══ SOURCE TEXT
The researchers published a pair of studies, the first in The American Journal of Surgery, and the second in Surgical Endoscopy.
Feb. 14, 2017
Ice fishing might seem like a benign sport — for everyone except the fish. Sitting in a cozy shanty waiting for a bite, what could go wrong? A lot, Mayo Clinic surgeons have found. The ice fishing injuries they have chronicled seem more like a casualty list from an extreme sport: burns, broken bones, concussions and more.
The study team analyzed data on emergency department visits between 2009 and 2014 obtained from the National Electronic Injury Surveillance System All Injury Program and found 85 patients hurt while ice fishing. There may be more ice fishing cases than they could find; the database collects data on emergency room visits from a nationally representative sample of roughly 100 hospitals with six or more beds, and the researchers had to search case narratives to identify ice fishing injuries.
The full study was published online in the American Journal of Emergency Medicine.
Dec. 1, 2016
A common way of scheduling surgeries to expand patient access to care and improve hospital efficiency, known as "overlapping surgeries," is as safe and provides the same outcomes for patients as nonoverlapping surgeries, a Mayo Clinic study has found.
Spacing operations so a surgeon has two patients in operating rooms at the same time is a common practice in surgery at Mayo and other leading medical institutions. It gives patients greater access to qualified surgeons, allows more efficient use of operating rooms, and avoids unnecessary downtime for surgeons.
A Mayo Clinic study compared the outcomes of thousands of such overlapping surgeries with nonoverlapping operations at its Rochester campus and found no difference in the rates of postoperative complications or deaths within a month after surgery between the two groups.
The full study was published online in the Annals of Surgery.
Debunking the July phenomenon
July 5, 2016
"Never go to the hospital in July," a phrase often repeated by patients and perpetuated by myriad hospital employees, casts a worrisome tone over care received in July. Thus we hear of the so-called July phenomenon.
════
══ DATASET EXCERPTS
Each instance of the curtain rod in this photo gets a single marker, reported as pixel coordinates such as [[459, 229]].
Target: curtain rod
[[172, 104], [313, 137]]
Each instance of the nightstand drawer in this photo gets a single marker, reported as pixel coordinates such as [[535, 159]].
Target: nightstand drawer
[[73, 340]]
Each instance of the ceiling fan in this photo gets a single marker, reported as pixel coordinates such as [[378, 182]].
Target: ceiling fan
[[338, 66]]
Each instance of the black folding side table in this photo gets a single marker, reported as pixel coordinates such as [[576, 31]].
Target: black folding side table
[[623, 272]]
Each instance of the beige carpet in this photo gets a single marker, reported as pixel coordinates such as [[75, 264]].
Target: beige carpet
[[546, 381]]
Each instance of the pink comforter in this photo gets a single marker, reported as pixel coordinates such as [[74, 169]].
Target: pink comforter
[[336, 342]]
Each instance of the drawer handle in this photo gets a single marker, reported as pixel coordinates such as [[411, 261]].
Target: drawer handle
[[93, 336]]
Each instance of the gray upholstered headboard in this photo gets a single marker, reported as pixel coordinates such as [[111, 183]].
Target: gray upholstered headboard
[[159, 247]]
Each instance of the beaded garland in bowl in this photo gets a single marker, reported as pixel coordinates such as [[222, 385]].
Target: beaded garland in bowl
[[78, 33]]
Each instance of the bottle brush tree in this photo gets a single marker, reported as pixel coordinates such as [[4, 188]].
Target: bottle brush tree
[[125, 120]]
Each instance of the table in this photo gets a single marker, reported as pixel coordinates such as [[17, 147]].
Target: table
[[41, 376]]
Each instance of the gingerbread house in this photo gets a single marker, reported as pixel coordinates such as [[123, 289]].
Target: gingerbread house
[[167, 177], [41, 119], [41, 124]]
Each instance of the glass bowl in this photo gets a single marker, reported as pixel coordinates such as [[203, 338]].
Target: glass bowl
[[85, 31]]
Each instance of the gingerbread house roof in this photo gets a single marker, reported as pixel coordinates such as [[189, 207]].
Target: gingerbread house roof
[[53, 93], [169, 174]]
════
■ TASK PROMPT
Could you reproduce the passage of the Mayo Clinic research excerpt from "Feb. 14, 2017" up to and including "concussions and more.", word for word? The records have no connection to the Mayo Clinic research excerpt.

■ WORKED SOLUTION
Feb. 14, 2017
Ice fishing might seem like a benign sport — for everyone except the fish. Sitting in a cozy shanty waiting for a bite, what could go wrong? A lot, Mayo Clinic surgeons have found. The ice fishing injuries they have chronicled seem more like a casualty list from an extreme sport: burns, broken bones, concussions and more.